▶ _PROBLEM TO SOLVE_
In the passage on the housing market, what share of home loans backed by the Federal Housing Administration were delinquent in the second quarter?

▶ _SOURCE EXTRACT_

★ ★ ★

Still, glaring inequalities have also been exacerbated by the pandemic.

“For all the excitement around the housing market, you’ve got a significant share of the ownership population — and it’s skewed toward disadvantaged or underserved communities — where they are simply not able to make their mortgage payments,” said Sam Chandan, dean of New York University’s Schack Institute of Real Estate.

After the pandemic hit, the government extended forbearance to homeowners with federally backed mortgages who were struggling to meet their repayments.

The move mostly stopped foreclosures, though some markets saw an uptick this fall and many anticipate a larger wave in the upcoming year.

In the second quarter, almost 16 percent of home loans backed by the Federal Housing Administration were delinquent, the highest rate in four decades. (The Federal Housing Administration, part of the Department of Housing and Urban Development, is not to be confused with the Federal Housing Finance Agency, which regulates Fannie and Freddie.)

★ ★ ★

Data items
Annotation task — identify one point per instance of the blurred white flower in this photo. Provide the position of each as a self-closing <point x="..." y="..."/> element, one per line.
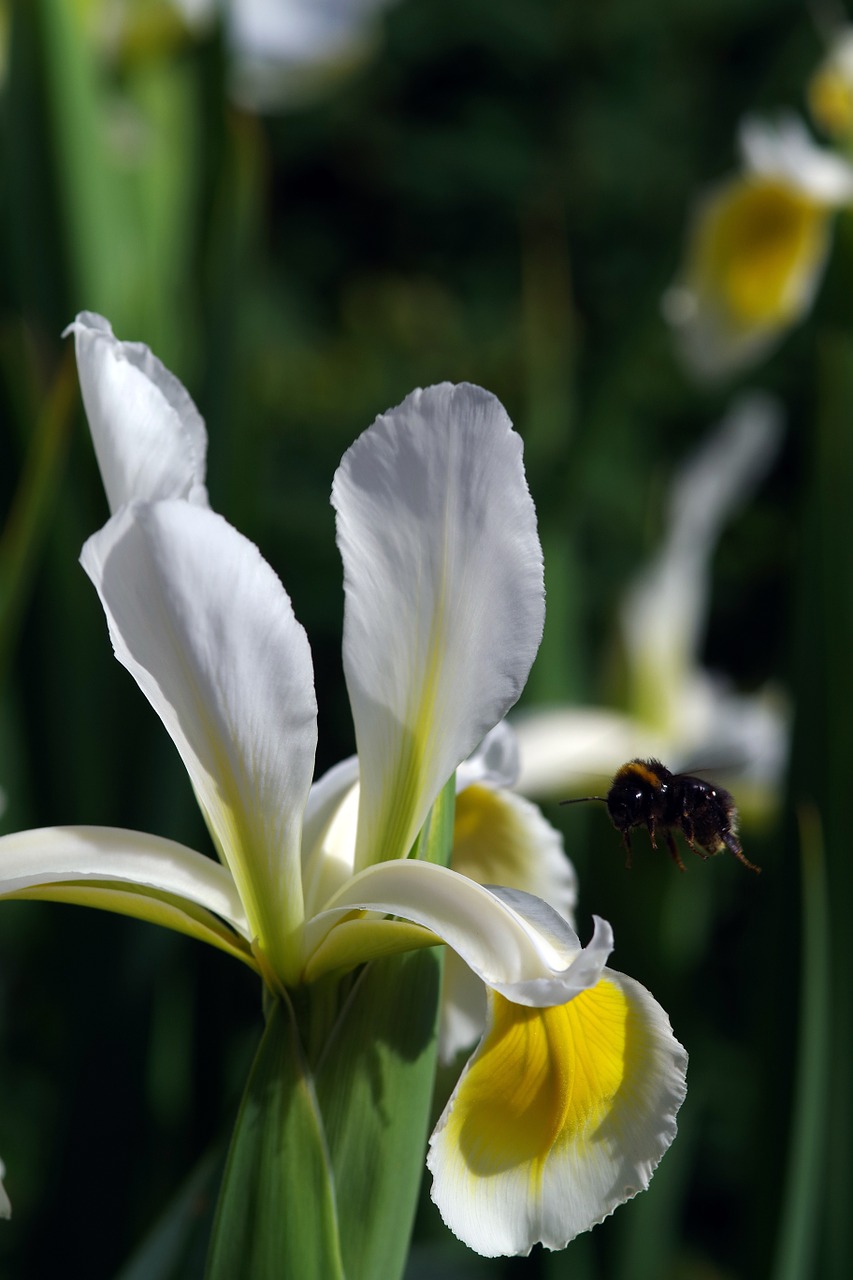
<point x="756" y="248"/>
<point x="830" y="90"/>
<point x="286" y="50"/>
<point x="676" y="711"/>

★ ★ ★

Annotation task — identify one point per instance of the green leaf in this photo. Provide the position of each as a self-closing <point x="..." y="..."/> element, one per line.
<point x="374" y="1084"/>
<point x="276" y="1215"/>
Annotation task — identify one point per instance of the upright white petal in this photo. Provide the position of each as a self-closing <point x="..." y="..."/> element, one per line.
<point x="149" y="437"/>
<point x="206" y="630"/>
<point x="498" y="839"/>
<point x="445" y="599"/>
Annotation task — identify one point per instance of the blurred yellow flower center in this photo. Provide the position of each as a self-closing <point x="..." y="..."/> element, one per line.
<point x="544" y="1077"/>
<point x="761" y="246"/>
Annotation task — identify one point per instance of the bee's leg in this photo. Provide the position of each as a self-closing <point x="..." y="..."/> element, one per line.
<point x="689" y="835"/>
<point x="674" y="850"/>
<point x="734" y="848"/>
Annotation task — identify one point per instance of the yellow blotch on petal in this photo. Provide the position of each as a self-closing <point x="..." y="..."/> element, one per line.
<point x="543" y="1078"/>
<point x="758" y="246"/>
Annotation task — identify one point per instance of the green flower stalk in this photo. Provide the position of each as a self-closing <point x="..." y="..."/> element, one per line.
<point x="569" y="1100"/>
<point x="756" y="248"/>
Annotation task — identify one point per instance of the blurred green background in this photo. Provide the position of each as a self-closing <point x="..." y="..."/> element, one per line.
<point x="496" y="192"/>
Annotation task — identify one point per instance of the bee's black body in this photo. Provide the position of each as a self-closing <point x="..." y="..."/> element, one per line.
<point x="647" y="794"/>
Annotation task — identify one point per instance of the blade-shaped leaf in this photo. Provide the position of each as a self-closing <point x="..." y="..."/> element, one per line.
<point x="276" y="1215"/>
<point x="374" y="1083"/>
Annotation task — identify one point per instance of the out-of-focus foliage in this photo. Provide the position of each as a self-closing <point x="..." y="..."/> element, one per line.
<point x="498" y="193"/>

★ ★ ★

▶ _SOLUTION TO THIS EXERCISE_
Almost 16 percent, the highest rate in four decades.